Retype the listing lines from the line containing "Target: metal grate" to the line containing "89 407 L 44", inclusive, and nothing else.

# Stored records
■ ■ ■ ■ ■

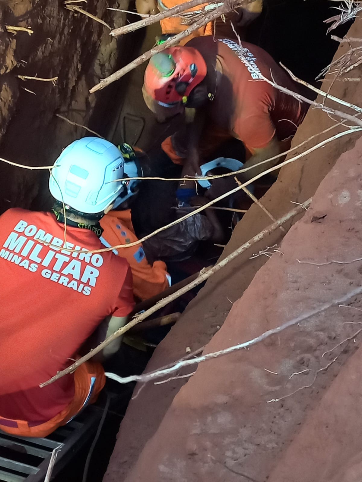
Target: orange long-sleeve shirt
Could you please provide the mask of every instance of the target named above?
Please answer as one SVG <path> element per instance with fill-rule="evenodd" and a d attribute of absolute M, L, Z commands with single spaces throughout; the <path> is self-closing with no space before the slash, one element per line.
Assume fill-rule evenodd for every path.
<path fill-rule="evenodd" d="M 100 225 L 104 230 L 100 241 L 106 245 L 127 244 L 138 241 L 130 209 L 110 211 L 102 218 Z M 166 264 L 156 261 L 150 265 L 142 244 L 121 248 L 117 252 L 118 256 L 125 258 L 129 264 L 133 278 L 133 293 L 138 298 L 147 299 L 168 287 L 169 275 Z"/>

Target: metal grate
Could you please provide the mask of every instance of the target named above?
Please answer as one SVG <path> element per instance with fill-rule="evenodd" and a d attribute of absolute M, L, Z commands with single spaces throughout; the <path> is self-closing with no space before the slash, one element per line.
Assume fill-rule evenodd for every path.
<path fill-rule="evenodd" d="M 89 407 L 44 439 L 16 437 L 0 430 L 0 481 L 42 482 L 53 451 L 60 447 L 52 474 L 56 475 L 94 432 L 102 412 Z"/>

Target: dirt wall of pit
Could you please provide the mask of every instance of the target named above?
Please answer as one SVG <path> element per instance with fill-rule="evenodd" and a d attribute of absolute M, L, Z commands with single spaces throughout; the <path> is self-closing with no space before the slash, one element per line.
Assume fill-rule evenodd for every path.
<path fill-rule="evenodd" d="M 280 329 L 198 365 L 127 482 L 361 476 L 362 187 L 360 138 L 203 354 Z"/>
<path fill-rule="evenodd" d="M 359 18 L 350 29 L 348 36 L 360 38 L 362 34 L 362 29 L 360 19 Z M 334 56 L 334 59 L 345 53 L 348 48 L 349 46 L 347 44 L 341 44 Z M 362 75 L 362 69 L 359 67 L 349 73 L 348 77 L 358 78 Z M 325 81 L 322 86 L 322 90 L 328 91 L 330 88 L 330 93 L 333 95 L 357 105 L 360 104 L 362 94 L 362 86 L 360 82 L 344 81 L 343 78 L 341 78 L 338 81 L 334 82 L 331 87 L 330 80 Z M 320 102 L 322 100 L 320 97 L 318 99 Z M 335 107 L 335 104 L 330 100 L 326 101 L 326 105 Z M 305 150 L 306 148 L 311 147 L 328 137 L 345 130 L 345 128 L 343 126 L 337 126 L 335 124 L 335 120 L 329 118 L 325 113 L 318 109 L 310 109 L 304 122 L 298 129 L 293 140 L 293 146 L 296 146 L 305 141 L 306 141 L 306 144 L 303 147 L 296 148 L 293 154 L 301 152 L 302 150 Z M 334 127 L 329 132 L 324 134 L 318 134 L 319 133 L 321 133 L 324 130 L 330 127 L 332 127 L 332 126 Z M 318 135 L 313 139 L 307 140 L 316 134 Z M 293 163 L 283 168 L 281 170 L 278 181 L 261 200 L 263 203 L 275 217 L 278 218 L 291 209 L 293 205 L 292 201 L 302 202 L 314 195 L 321 181 L 330 171 L 340 156 L 343 153 L 352 149 L 359 136 L 360 134 L 358 133 L 346 135 L 327 144 L 322 148 L 318 149 Z M 291 155 L 290 155 L 289 157 L 291 157 Z M 310 216 L 308 217 L 308 219 L 309 217 Z M 291 224 L 293 224 L 297 220 L 297 218 L 295 218 L 293 223 Z M 236 227 L 231 240 L 224 250 L 223 257 L 227 255 L 270 224 L 269 218 L 257 206 L 253 205 L 242 221 Z M 223 326 L 226 315 L 232 307 L 234 312 L 232 318 L 233 321 L 230 323 L 233 327 L 233 329 L 235 328 L 237 330 L 237 330 L 235 332 L 232 330 L 224 332 L 225 334 L 223 335 L 223 341 L 222 343 L 220 342 L 221 345 L 225 345 L 225 343 L 226 345 L 230 345 L 232 341 L 235 340 L 239 341 L 247 339 L 251 333 L 251 332 L 248 331 L 251 329 L 251 326 L 252 327 L 251 331 L 253 333 L 254 332 L 253 330 L 261 332 L 263 327 L 265 327 L 265 320 L 263 319 L 263 322 L 260 321 L 261 324 L 259 328 L 258 323 L 259 321 L 263 319 L 263 317 L 265 317 L 266 319 L 268 319 L 267 310 L 263 312 L 263 315 L 260 314 L 260 318 L 255 319 L 251 313 L 250 313 L 250 316 L 248 315 L 247 317 L 243 315 L 242 316 L 241 311 L 237 316 L 235 311 L 235 302 L 240 298 L 255 276 L 255 274 L 268 259 L 265 256 L 260 256 L 250 259 L 250 256 L 259 250 L 264 249 L 266 246 L 272 246 L 275 244 L 279 246 L 281 237 L 281 232 L 278 231 L 275 232 L 265 239 L 262 242 L 258 243 L 252 249 L 247 250 L 243 254 L 238 256 L 227 267 L 213 276 L 208 281 L 206 286 L 201 290 L 196 298 L 189 305 L 181 319 L 173 327 L 169 335 L 157 347 L 148 364 L 146 371 L 156 369 L 182 357 L 185 354 L 186 347 L 190 347 L 193 351 L 208 344 L 213 336 L 218 332 L 220 327 Z M 293 238 L 293 240 L 296 243 L 296 246 L 300 248 L 300 242 L 299 240 L 295 238 Z M 307 241 L 308 242 L 309 241 L 309 240 Z M 281 262 L 281 260 L 279 260 L 279 262 Z M 280 277 L 282 277 L 281 272 L 280 271 Z M 260 277 L 259 279 L 261 282 Z M 280 280 L 281 279 L 281 278 Z M 280 280 L 275 278 L 270 281 L 272 286 L 276 290 Z M 270 295 L 270 291 L 268 291 L 267 290 L 267 285 L 265 285 L 265 283 L 264 287 L 266 289 L 266 294 Z M 300 290 L 304 290 L 307 288 L 308 287 L 305 285 L 302 287 L 299 286 Z M 264 296 L 261 293 L 260 294 L 261 296 Z M 276 291 L 273 296 L 276 295 Z M 257 305 L 258 304 L 259 301 L 257 303 Z M 257 307 L 257 306 L 255 309 Z M 214 348 L 216 346 L 218 347 L 220 346 L 219 344 L 220 339 L 217 337 L 216 340 L 218 340 L 219 341 L 213 343 L 213 340 L 212 347 Z M 208 347 L 208 350 L 209 349 L 211 348 Z M 220 370 L 218 369 L 217 371 L 219 375 L 222 374 L 223 378 L 225 380 L 230 378 L 230 380 L 234 381 L 236 389 L 239 390 L 239 393 L 235 400 L 237 401 L 238 404 L 241 404 L 242 402 L 242 394 L 244 374 L 244 372 L 241 374 L 241 372 L 238 372 L 239 375 L 238 378 L 233 375 L 234 368 L 237 367 L 239 363 L 239 359 L 234 360 L 234 361 L 231 362 L 231 364 L 228 365 L 228 370 L 224 370 L 221 365 L 221 368 Z M 248 362 L 245 362 L 247 364 Z M 190 382 L 191 381 L 190 380 L 187 384 L 187 394 L 185 393 L 185 390 L 181 393 L 180 399 L 175 399 L 175 404 L 172 406 L 168 413 L 167 410 L 175 395 L 186 383 L 184 379 L 173 380 L 160 385 L 154 386 L 152 383 L 149 383 L 145 385 L 138 384 L 136 386 L 133 399 L 129 404 L 125 416 L 121 425 L 114 451 L 108 469 L 105 475 L 104 482 L 115 482 L 115 481 L 123 481 L 126 479 L 130 482 L 136 480 L 145 480 L 142 479 L 141 476 L 146 477 L 150 481 L 204 480 L 204 476 L 202 475 L 202 471 L 200 471 L 201 469 L 199 470 L 199 466 L 196 464 L 198 468 L 195 469 L 195 466 L 193 465 L 192 461 L 198 460 L 200 452 L 202 453 L 209 453 L 208 452 L 207 447 L 209 446 L 209 443 L 212 444 L 212 442 L 208 438 L 207 434 L 209 435 L 210 430 L 212 431 L 214 429 L 211 429 L 209 427 L 207 423 L 208 414 L 210 415 L 211 417 L 210 420 L 212 422 L 213 420 L 212 417 L 217 418 L 217 411 L 221 409 L 220 406 L 217 408 L 218 404 L 221 403 L 222 400 L 224 400 L 226 406 L 227 403 L 229 403 L 230 400 L 234 397 L 234 392 L 231 390 L 232 385 L 229 384 L 229 384 L 226 384 L 226 384 L 225 386 L 222 384 L 221 385 L 215 386 L 218 387 L 218 390 L 219 390 L 218 394 L 216 390 L 213 392 L 211 399 L 207 399 L 207 394 L 209 393 L 209 390 L 212 389 L 215 383 L 213 371 L 216 369 L 215 368 L 216 366 L 213 365 L 211 367 L 210 364 L 208 363 L 205 365 L 206 368 L 203 368 L 202 376 L 205 377 L 205 380 L 207 381 L 208 384 L 210 387 L 205 393 L 203 393 L 200 390 L 196 390 L 197 396 L 199 397 L 197 401 L 195 401 L 192 394 L 190 394 L 188 391 L 189 387 L 191 391 L 195 388 L 195 384 L 194 384 L 193 381 L 192 388 L 191 388 L 191 385 L 190 384 Z M 265 368 L 273 369 L 266 366 Z M 231 370 L 231 372 L 229 369 Z M 245 368 L 240 369 L 245 370 L 247 372 Z M 253 373 L 254 373 L 254 371 Z M 187 372 L 180 371 L 177 375 L 181 375 Z M 265 375 L 266 373 L 263 373 L 263 376 Z M 260 372 L 259 375 L 260 375 Z M 195 379 L 201 383 L 200 378 L 198 376 L 197 378 Z M 268 383 L 269 382 L 274 383 L 272 380 L 268 380 Z M 205 388 L 205 385 L 202 383 L 201 386 Z M 190 397 L 189 400 L 188 400 L 188 397 Z M 271 397 L 271 398 L 273 397 Z M 216 399 L 218 399 L 219 401 L 217 401 Z M 201 401 L 203 400 L 205 401 L 205 403 L 201 402 Z M 253 403 L 254 402 L 255 400 L 253 399 Z M 194 402 L 195 405 L 193 404 Z M 215 404 L 213 405 L 214 403 Z M 265 402 L 263 402 L 263 403 L 265 403 Z M 233 406 L 235 407 L 235 405 Z M 198 407 L 197 410 L 195 409 L 196 407 Z M 255 412 L 252 408 L 251 408 L 250 405 L 247 404 L 245 406 L 243 405 L 242 409 L 240 408 L 240 410 L 242 410 L 241 413 L 243 415 L 249 417 L 251 416 L 252 414 Z M 302 411 L 300 412 L 301 414 Z M 160 424 L 167 413 L 167 418 L 162 422 L 162 429 L 160 428 L 159 431 Z M 203 439 L 202 448 L 200 450 L 201 446 L 198 446 L 197 450 L 195 447 L 198 446 L 197 440 L 202 438 L 201 435 L 199 434 L 198 435 L 195 435 L 195 436 L 190 435 L 188 439 L 186 435 L 188 433 L 189 434 L 193 433 L 193 430 L 195 430 L 194 425 L 193 427 L 194 428 L 191 428 L 191 425 L 189 425 L 189 423 L 192 425 L 195 422 L 195 420 L 200 416 L 202 413 L 205 414 L 207 418 L 202 418 L 202 423 L 199 426 L 202 428 L 202 430 L 200 429 L 200 433 L 204 430 L 206 435 L 205 438 Z M 277 418 L 279 416 L 279 412 L 278 414 L 276 415 Z M 234 415 L 231 417 L 229 417 L 229 415 L 227 415 L 226 417 L 229 421 L 227 422 L 227 423 L 226 423 L 227 421 L 224 421 L 226 423 L 227 427 L 230 427 L 233 424 L 238 425 L 241 430 L 241 428 L 245 425 L 245 424 L 244 425 L 242 424 L 240 420 L 235 419 Z M 302 417 L 302 415 L 301 415 L 299 419 L 301 420 Z M 270 425 L 272 420 L 268 419 L 266 420 L 267 423 L 269 424 L 267 429 L 271 432 L 273 431 L 272 425 Z M 288 430 L 288 433 L 290 436 L 292 429 L 289 428 Z M 166 436 L 167 430 L 171 430 L 175 437 L 175 444 L 172 441 L 170 440 L 168 436 Z M 239 442 L 241 443 L 242 442 L 242 444 L 244 444 L 246 449 L 248 448 L 249 443 L 250 433 L 250 430 L 249 429 L 246 431 L 241 430 L 241 435 L 238 439 L 239 441 L 238 443 Z M 156 435 L 154 438 L 152 439 L 155 433 Z M 167 440 L 167 446 L 163 444 L 161 440 L 162 436 L 166 437 L 165 440 Z M 210 435 L 210 440 L 212 438 L 212 436 Z M 268 442 L 268 440 L 271 442 Z M 269 448 L 272 447 L 273 444 L 275 443 L 273 440 L 273 437 L 270 438 L 269 439 L 267 439 L 267 438 L 263 439 L 262 438 L 261 441 L 257 443 L 259 443 L 260 445 L 263 446 L 265 442 L 266 443 L 265 446 Z M 284 443 L 287 443 L 287 441 L 285 440 L 283 440 L 282 442 Z M 290 442 L 289 440 L 288 443 L 289 443 Z M 180 444 L 181 447 L 180 451 L 175 448 L 176 442 Z M 234 442 L 230 439 L 229 445 L 231 446 L 234 443 Z M 251 452 L 255 452 L 255 453 L 258 453 L 254 442 L 251 441 L 251 443 L 250 449 Z M 142 452 L 146 444 L 146 449 L 144 452 Z M 170 444 L 169 449 L 168 446 L 168 444 Z M 190 444 L 192 445 L 193 447 L 195 446 L 194 448 L 192 447 L 190 448 L 189 446 Z M 185 448 L 186 445 L 187 448 Z M 155 450 L 156 446 L 157 448 Z M 223 449 L 221 449 L 221 450 L 222 451 Z M 152 459 L 150 458 L 150 454 L 151 453 L 153 457 Z M 245 453 L 242 453 L 243 457 L 244 454 Z M 161 461 L 161 458 L 164 455 L 164 458 L 162 458 Z M 219 455 L 220 454 L 218 455 L 218 457 Z M 216 456 L 213 455 L 212 456 Z M 240 457 L 237 455 L 235 455 L 235 457 L 236 461 L 239 461 Z M 223 457 L 221 458 L 219 457 L 219 459 L 219 459 L 218 460 L 219 460 L 220 463 L 223 463 L 225 457 L 224 457 L 223 459 Z M 213 459 L 210 458 L 209 462 L 209 464 L 214 464 L 212 466 L 214 469 L 216 463 L 214 460 L 212 462 L 212 460 Z M 253 460 L 254 463 L 255 459 L 253 459 Z M 170 467 L 172 464 L 173 475 L 169 471 Z M 203 459 L 201 465 L 204 467 L 205 464 L 206 462 L 205 459 Z M 207 464 L 206 465 L 207 465 Z M 217 465 L 217 464 L 216 465 Z M 161 466 L 168 468 L 166 472 L 162 472 L 160 468 Z M 152 476 L 150 478 L 148 473 L 147 474 L 147 476 L 146 477 L 146 472 L 145 471 L 146 467 L 148 467 L 150 470 L 152 469 Z M 222 467 L 221 468 L 223 470 Z M 174 474 L 179 469 L 181 475 L 180 475 L 180 478 L 173 479 L 172 477 L 175 477 Z M 206 478 L 208 480 L 231 480 L 231 478 L 234 476 L 232 473 L 229 471 L 223 472 L 222 474 L 219 472 L 220 475 L 219 479 L 208 478 L 210 476 L 210 474 L 209 473 L 209 469 L 207 471 L 208 477 Z M 263 473 L 265 473 L 263 472 Z M 249 475 L 251 475 L 251 473 L 256 474 L 256 472 L 253 471 Z M 197 476 L 195 474 L 197 474 Z M 157 477 L 159 477 L 158 479 Z M 238 477 L 239 480 L 240 476 Z M 256 478 L 257 479 L 257 477 Z M 261 481 L 263 479 L 259 480 Z"/>
<path fill-rule="evenodd" d="M 112 27 L 125 24 L 128 0 L 88 0 L 84 10 Z M 81 4 L 76 4 L 81 5 Z M 33 33 L 9 33 L 5 26 Z M 104 26 L 66 9 L 63 1 L 6 0 L 0 2 L 0 156 L 29 166 L 52 164 L 68 144 L 85 131 L 56 117 L 57 113 L 105 134 L 110 98 L 118 87 L 89 95 L 100 78 L 137 56 L 130 37 L 117 42 Z M 18 75 L 49 78 L 22 80 Z M 98 101 L 98 102 L 97 102 Z M 27 171 L 0 163 L 0 212 L 14 206 L 44 208 L 47 171 Z"/>

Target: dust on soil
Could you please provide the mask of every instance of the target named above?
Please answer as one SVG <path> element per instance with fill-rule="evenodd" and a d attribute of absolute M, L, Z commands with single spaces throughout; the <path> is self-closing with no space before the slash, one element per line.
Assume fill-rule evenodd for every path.
<path fill-rule="evenodd" d="M 361 23 L 357 21 L 350 29 L 348 35 L 360 38 L 361 30 Z M 334 58 L 345 53 L 349 48 L 347 44 L 342 44 Z M 349 77 L 360 77 L 362 76 L 362 69 L 357 68 L 351 74 Z M 321 88 L 328 91 L 330 85 L 330 82 L 325 82 Z M 333 84 L 331 94 L 359 105 L 362 87 L 360 82 L 338 81 Z M 334 107 L 328 102 L 327 105 Z M 316 132 L 321 132 L 334 123 L 334 120 L 321 111 L 310 110 L 298 129 L 293 145 L 299 144 Z M 309 142 L 306 147 L 311 147 L 344 129 L 343 127 L 335 127 L 330 134 L 320 134 L 316 139 Z M 291 201 L 302 202 L 312 196 L 340 155 L 353 147 L 359 135 L 356 133 L 342 137 L 327 144 L 322 149 L 318 149 L 283 168 L 277 182 L 262 199 L 263 203 L 275 217 L 278 218 L 292 207 Z M 305 147 L 304 148 L 306 148 Z M 301 151 L 301 149 L 297 149 L 294 153 Z M 295 218 L 293 222 L 296 220 Z M 236 227 L 222 257 L 269 224 L 269 218 L 258 206 L 253 205 Z M 264 249 L 265 246 L 272 246 L 276 244 L 278 245 L 280 239 L 280 234 L 276 231 L 262 243 L 259 242 L 251 249 L 248 250 L 227 267 L 214 275 L 196 298 L 191 302 L 166 338 L 158 346 L 146 371 L 155 369 L 181 358 L 185 355 L 187 347 L 194 350 L 209 343 L 219 327 L 223 325 L 233 304 L 242 295 L 255 273 L 267 260 L 265 256 L 253 259 L 250 259 L 250 257 L 253 253 Z M 273 281 L 273 286 L 277 283 L 277 281 Z M 248 322 L 250 322 L 249 320 Z M 187 372 L 180 371 L 178 375 Z M 227 377 L 229 374 L 224 376 Z M 114 451 L 104 479 L 105 482 L 113 482 L 126 478 L 137 464 L 147 441 L 157 430 L 175 395 L 186 383 L 186 380 L 183 379 L 155 386 L 151 383 L 139 384 L 136 386 L 133 399 L 121 425 Z M 242 385 L 241 382 L 240 384 Z M 205 410 L 207 411 L 207 408 Z M 177 425 L 177 430 L 174 427 L 174 432 L 178 432 L 179 428 L 181 427 L 183 424 L 183 422 L 181 422 L 179 424 L 174 419 L 172 423 L 174 426 L 176 423 Z M 187 430 L 186 428 L 184 429 Z M 245 438 L 245 443 L 247 443 L 247 437 Z M 183 454 L 180 464 L 186 463 L 188 457 Z M 151 463 L 150 460 L 149 462 Z M 175 468 L 176 470 L 176 465 Z M 192 469 L 190 470 L 192 474 Z M 232 475 L 230 473 L 226 479 L 220 480 L 230 480 L 229 476 Z M 202 478 L 199 480 L 202 480 Z"/>
<path fill-rule="evenodd" d="M 326 482 L 337 469 L 341 480 L 355 480 L 348 463 L 357 457 L 360 463 L 362 429 L 355 427 L 351 443 L 341 422 L 350 428 L 353 423 L 346 406 L 354 407 L 355 424 L 362 410 L 355 406 L 362 390 L 361 158 L 360 138 L 322 182 L 280 252 L 234 303 L 204 353 L 299 322 L 198 365 L 125 480 L 236 481 L 246 474 L 260 482 Z M 334 410 L 328 414 L 321 403 Z M 305 423 L 315 427 L 315 437 Z M 323 438 L 333 440 L 342 459 L 331 456 Z"/>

■ ■ ■ ■ ■

# Correct result
Target: metal grate
Could you please provide the mask of every instance of the target named above?
Please answer as one SVG <path> element per instance with fill-rule="evenodd" and a d attribute of absolute M, L, Z commands with single spaces throughout; the <path> is self-closing with no space before the slash, one element per line.
Assume fill-rule evenodd for every path.
<path fill-rule="evenodd" d="M 89 407 L 44 439 L 16 437 L 0 430 L 0 481 L 42 482 L 53 451 L 60 447 L 52 474 L 56 475 L 94 432 L 102 412 Z"/>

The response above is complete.